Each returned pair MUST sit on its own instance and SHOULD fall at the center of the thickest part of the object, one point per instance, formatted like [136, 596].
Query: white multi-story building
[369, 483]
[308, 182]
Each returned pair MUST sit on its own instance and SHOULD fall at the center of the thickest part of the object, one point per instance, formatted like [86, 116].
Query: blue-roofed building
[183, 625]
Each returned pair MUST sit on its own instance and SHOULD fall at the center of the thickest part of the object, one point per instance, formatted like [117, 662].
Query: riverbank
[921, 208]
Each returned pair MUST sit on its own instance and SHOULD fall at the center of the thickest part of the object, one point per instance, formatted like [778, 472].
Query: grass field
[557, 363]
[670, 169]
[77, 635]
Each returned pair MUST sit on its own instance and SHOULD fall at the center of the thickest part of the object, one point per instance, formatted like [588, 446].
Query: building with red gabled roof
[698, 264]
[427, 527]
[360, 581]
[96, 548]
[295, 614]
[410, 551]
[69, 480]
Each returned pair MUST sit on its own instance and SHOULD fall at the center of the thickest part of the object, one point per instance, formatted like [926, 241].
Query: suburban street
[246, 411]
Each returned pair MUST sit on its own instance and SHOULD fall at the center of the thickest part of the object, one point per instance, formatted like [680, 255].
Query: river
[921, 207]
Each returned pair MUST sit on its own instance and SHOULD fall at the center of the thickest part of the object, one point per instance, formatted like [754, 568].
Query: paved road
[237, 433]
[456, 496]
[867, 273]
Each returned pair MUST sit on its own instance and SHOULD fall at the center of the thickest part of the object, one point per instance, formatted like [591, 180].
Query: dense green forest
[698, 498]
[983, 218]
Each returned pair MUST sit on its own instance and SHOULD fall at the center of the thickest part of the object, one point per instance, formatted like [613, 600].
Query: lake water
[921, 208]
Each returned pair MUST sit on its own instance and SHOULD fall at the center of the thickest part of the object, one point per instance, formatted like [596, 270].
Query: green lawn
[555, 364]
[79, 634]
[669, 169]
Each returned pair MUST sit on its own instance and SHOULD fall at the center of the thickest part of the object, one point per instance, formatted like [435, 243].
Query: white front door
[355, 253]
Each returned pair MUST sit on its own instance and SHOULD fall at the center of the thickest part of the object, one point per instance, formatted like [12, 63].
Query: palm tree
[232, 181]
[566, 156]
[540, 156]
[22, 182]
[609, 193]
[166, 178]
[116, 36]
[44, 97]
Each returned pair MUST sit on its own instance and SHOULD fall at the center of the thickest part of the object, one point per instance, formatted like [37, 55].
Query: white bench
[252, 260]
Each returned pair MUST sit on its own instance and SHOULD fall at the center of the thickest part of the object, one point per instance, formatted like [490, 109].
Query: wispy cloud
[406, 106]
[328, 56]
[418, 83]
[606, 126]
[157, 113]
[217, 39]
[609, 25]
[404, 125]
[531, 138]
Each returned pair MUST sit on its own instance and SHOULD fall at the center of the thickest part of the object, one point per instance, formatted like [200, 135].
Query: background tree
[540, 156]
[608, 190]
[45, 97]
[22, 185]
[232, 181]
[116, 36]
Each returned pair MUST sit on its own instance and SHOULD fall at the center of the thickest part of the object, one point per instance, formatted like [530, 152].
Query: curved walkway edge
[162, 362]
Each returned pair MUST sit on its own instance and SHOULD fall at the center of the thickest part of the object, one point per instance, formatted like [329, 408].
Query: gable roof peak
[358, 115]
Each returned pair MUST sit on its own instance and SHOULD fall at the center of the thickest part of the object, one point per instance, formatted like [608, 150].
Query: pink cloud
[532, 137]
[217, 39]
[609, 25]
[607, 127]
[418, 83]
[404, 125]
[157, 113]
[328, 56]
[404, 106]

☆ ☆ ☆ ☆ ☆ ☆ ☆

**What is expected**.
Set down the listing in full, keeping every word exactly as it is.

**Your solution**.
Each returned pair MUST sit on its own instance and SHOULD fall at the center of the thickest part of the object, one point per instance, formatted like [136, 596].
Query: white multi-story building
[369, 483]
[308, 182]
Each returned pair MUST sit on its own instance and SHOULD fall at the center of the thickest part of the object, one point per instance, formatted like [86, 116].
Query: blue-roofed building
[183, 625]
Each returned pair MUST sit on its own instance and SHOULD fall at the center of the thickest part of the object, one point per instance, formatted like [117, 662].
Query: riverbank
[921, 208]
Each returned pair MUST sit on its own instance and SHOULD fall at the center of the thickest part of the object, one point per instance, formatted like [778, 472].
Query: grass field
[557, 363]
[670, 169]
[77, 635]
Each returned pair MUST sit on its own instance and SHOULD fall at the center of the thickest part of the object, one point per instance, formatted like [588, 446].
Query: building with red gabled roof
[698, 264]
[427, 527]
[360, 581]
[96, 548]
[295, 614]
[410, 551]
[69, 480]
Each returned pair MUST sit on its own instance and SHOULD fall at the center of the thickest part of the object, one point per instance, formatted like [926, 241].
Query: suburban street
[246, 411]
Each returned pair MUST sit on its own instance and SHOULD fall at the center of the thickest part of the object, one point per instance, formatted like [680, 255].
Query: river
[921, 207]
Each returned pair MUST sit on its own instance and SHOULD fall at the center of the thickest part of the object, one point per instance, formatted like [754, 568].
Query: paved road
[237, 433]
[456, 496]
[867, 273]
Each returned pair MUST sit on its own instance and SHOULD fall at the center of the thickest part of the object, one point per instance, formatted like [591, 180].
Query: dense green forest
[698, 498]
[983, 218]
Each returned pair MUST sit on its own instance and SHOULD fall at the center of the thickest part of the object, one point per instance, formatted like [613, 600].
Query: lake water
[921, 208]
Each returned pair MUST sit on its own instance and SHOULD fall at the center of the thickest part of the object, one point per instance, formatted like [596, 270].
Query: green lawn
[555, 364]
[79, 634]
[669, 169]
Each returned pair MUST sit on its own instance and SHOULD fall at the center of the thickest part of the object, one point per instance, formatted like [435, 243].
Query: white front door
[355, 253]
Each returned pair MUST sit on its own instance and SHOULD fall at the center of the thickest part of the object, one point per instance, formatted like [12, 63].
Query: palm tree
[232, 181]
[566, 156]
[540, 156]
[22, 182]
[609, 193]
[166, 178]
[116, 36]
[44, 97]
Each returned pair MUST sit on its own instance and SHOULD fall at the center of the thickest part of the object, one point per instance, formatted like [37, 55].
Query: white bench
[252, 260]
Each returned pair MUST sit on its own instance and SHOULD fall at the center of the thickest part of the object, one point per instance, formatted like [490, 109].
Query: wispy cloud
[406, 106]
[328, 56]
[418, 83]
[606, 126]
[157, 113]
[217, 39]
[609, 25]
[404, 125]
[531, 138]
Each returned pair MUST sit on its own instance and SHOULD fall at the center of the thickest part of the object, one point per instance, formatted like [200, 135].
Query: background tree
[540, 156]
[608, 190]
[45, 97]
[22, 185]
[232, 181]
[116, 36]
Each returned pair MUST sit on its own instance and SHOULD fall at the center of the thickest part of the object, one point per instance, formatted like [530, 152].
Query: curved walkway edge
[162, 362]
Each returned pair MUST sit on its own instance and SHOULD fall at the center of the thickest part of the object, one point per instance, formatted like [329, 408].
Query: gable roof peak
[358, 115]
Each returned pair MUST sit on its own instance and SHOULD fall at the center of the thickest part of the object, one point per instance, formatted like [608, 150].
Query: pink cloud
[532, 137]
[217, 39]
[609, 25]
[607, 127]
[418, 83]
[404, 125]
[157, 113]
[328, 56]
[404, 106]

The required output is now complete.